• **Consignes de travail**
[a] Dites si chacun des énoncés ci-dessous concorde avec le texte sur les religions dans l’espace public, en répondant par oui ou non et en citant mot pour mot les termes décisifs du texte. (i) L’auteur pense que les convictions religieuses doivent être reléguées dans le domaine de la vie privée. (ii) Selon le texte, les religions et convictions relèvent de l’intériorité. (iii) Le texte affirme que chacun peut prouver pourquoi il croit en Dieu.
[b] Prolongez, s’il vous plaît, le texte sur les religions dans l’espace public à partir de sa dernière phrase.

Religions et libre-examen dans l’espace public
Cela revient-il à dire que dans un état de droit les convictions religieuses sont à reléguer dans le domaine de la vie privée ? Je me suis toujours opposé à cette façon de voir, car elle me semble philosophiquement erronée. Il est au contraire normal et sain que les convictions profondes d’un homme influent sur sa vie de citoyen et son engagement politique. Personne ne songe à demander à un libre-exaministe de ne pas appliquer le libre-examen dans son action politique. De même, il serait vain de demander à un catholique de ne pas faire de la politique en catholique, ou à un musulman à ne pas faire de la politique en musulman. Une démocratie saine ne se construit pas sur le gris de l’absence de convictions philosophiques, mais sur un patchwork de couleurs convictionelles différentes.
Les religions et convictions n’appartiennent pas au domaine du privé, mais à celui de l’intériorité : C’est par un acte de foi porté par une expérience religieuse qu’un homme se reconnaît chrétien ou musulman. Cela fait partie de son intériorité. De même, c’est par une foi en la raison qui se suffit à elle-même, porté par une conviction philosophique, que l’on devient libre-exaministe. Cela aussi, fait partie de l’intériorité. Au nom de la liberté religieuse, tout homme a droit au libre choix de son intériorité. Pareil choix repose sur une expérience « intérieure » – expérience dès lors toujours quelque peu incommunicable. En effet, personne ne peut prouver pourquoi il croit en Dieu ou pourquoi il n’y croit pas.

• **Lignes enregistrées**

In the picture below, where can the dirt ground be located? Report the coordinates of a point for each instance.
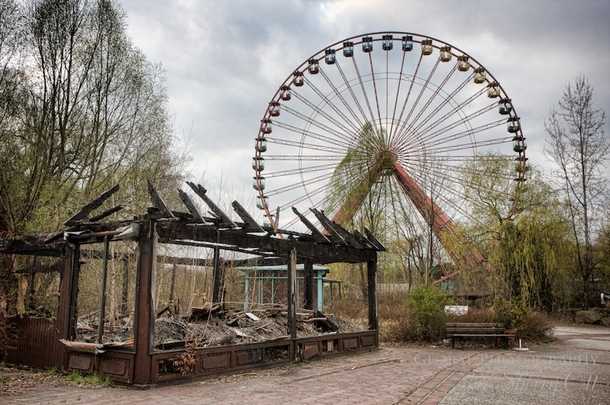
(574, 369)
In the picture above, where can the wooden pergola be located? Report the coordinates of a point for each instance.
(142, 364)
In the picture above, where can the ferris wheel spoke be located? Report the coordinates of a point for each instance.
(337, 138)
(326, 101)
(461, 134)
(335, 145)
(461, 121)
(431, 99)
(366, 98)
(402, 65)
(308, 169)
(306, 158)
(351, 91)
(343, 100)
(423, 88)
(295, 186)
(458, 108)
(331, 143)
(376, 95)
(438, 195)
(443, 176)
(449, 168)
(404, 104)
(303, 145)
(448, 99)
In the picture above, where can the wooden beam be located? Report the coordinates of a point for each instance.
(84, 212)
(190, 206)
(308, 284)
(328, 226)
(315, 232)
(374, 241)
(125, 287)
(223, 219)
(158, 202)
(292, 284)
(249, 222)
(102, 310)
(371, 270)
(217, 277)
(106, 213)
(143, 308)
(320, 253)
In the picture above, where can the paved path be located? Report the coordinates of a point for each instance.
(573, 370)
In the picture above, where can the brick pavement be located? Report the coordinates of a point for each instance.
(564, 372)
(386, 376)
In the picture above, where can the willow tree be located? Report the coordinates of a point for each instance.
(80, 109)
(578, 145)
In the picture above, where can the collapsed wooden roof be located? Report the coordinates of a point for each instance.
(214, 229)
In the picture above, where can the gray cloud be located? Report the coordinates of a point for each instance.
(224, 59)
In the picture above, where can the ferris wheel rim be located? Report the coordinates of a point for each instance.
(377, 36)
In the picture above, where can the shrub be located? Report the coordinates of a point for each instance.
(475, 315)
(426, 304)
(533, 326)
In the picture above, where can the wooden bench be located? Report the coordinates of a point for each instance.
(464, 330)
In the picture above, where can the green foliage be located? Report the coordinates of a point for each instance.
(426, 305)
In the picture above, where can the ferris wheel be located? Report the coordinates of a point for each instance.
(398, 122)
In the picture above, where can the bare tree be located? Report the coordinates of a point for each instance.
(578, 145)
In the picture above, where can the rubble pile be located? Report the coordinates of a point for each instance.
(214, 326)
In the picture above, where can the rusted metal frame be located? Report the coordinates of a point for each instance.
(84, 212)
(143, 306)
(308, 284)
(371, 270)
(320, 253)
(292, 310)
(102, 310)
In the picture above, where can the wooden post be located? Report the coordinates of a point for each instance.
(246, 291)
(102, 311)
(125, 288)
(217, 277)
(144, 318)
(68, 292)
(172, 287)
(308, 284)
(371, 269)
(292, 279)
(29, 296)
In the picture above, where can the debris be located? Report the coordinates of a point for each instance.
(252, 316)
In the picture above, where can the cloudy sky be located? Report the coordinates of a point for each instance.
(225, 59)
==
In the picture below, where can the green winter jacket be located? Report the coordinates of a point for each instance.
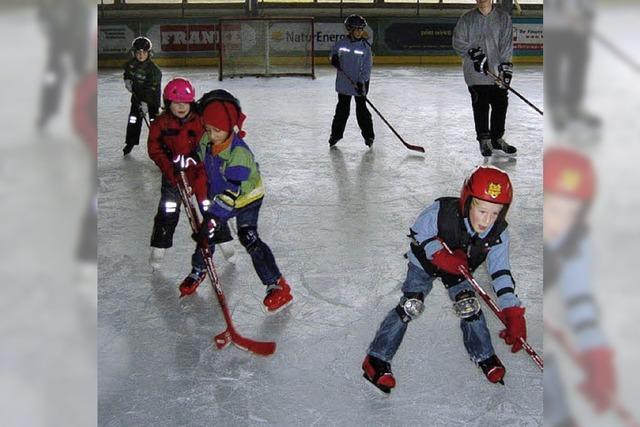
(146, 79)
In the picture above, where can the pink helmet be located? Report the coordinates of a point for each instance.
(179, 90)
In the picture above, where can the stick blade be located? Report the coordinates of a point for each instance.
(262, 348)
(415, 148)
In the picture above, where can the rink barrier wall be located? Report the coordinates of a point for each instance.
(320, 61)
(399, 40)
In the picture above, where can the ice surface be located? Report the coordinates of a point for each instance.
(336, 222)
--
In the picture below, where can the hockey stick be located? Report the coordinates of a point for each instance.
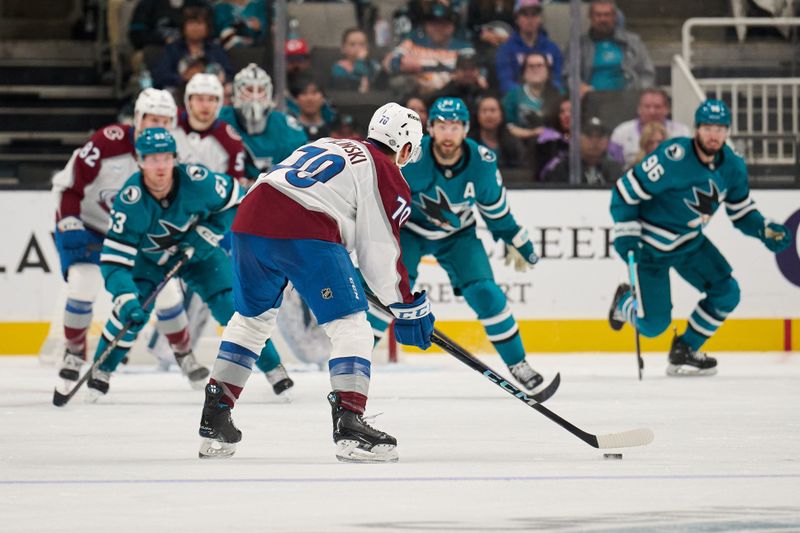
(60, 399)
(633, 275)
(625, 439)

• **Résultats par tâche**
[a]
(i) Non : « Je me suis toujours opposé à cette façon de voir »
(ii) Oui : « Les religions et convictions n’appartiennent pas au domaine du privé, mais à celui de l’intériorité »
(iii) Non : « personne ne peut prouver pourquoi il croit en Dieu ou pourquoi il n’y croit pas »

[b]
La démarche spirituelle diffère de celle qui prévaut dans l’espace public ou cohabitent des citoyens de toutes convictions. « L’homme est un animal politique », enseignait Aristote, « parce que l’homme est un animal qui parle ». La vie politique se fonde sur le langage, qui implique l’échange de communication. Ce n’est d’ailleurs pas un hasard si le cœur de la démocratie s’appelle un « parlement ». Or, se parler n’est possible que si l’on possède un langage commun. Comme les convictions religieuses et philosophiques sont de l’ordre de l’intériorité – et donc du domaine de ce qui toujours quelque part incommunicable – celles-ci ne peuvent servir de langage commun pour fonder une société laïque. L’apport majeur des Lumières à notre civilisation est d’avoir rappelé que le seul langage capable de fonder une démocratie, est le langage de la raison. Non pas la raison procédurale, qui se borne de constater que les formes ont été respectées dans la prise de décision, mais la raison intelligente qui cherche à comprendre ce que l’autre me dit afin de lui répondre. Sa grammaire logique et sa visée critique font en sorte que seul ce type de raison permet à des personnes de convictions différentes d’écouter l’autre sans a priori en vue d’arriver avec lui à prendre une décision politique commune en vue du bien de la cité.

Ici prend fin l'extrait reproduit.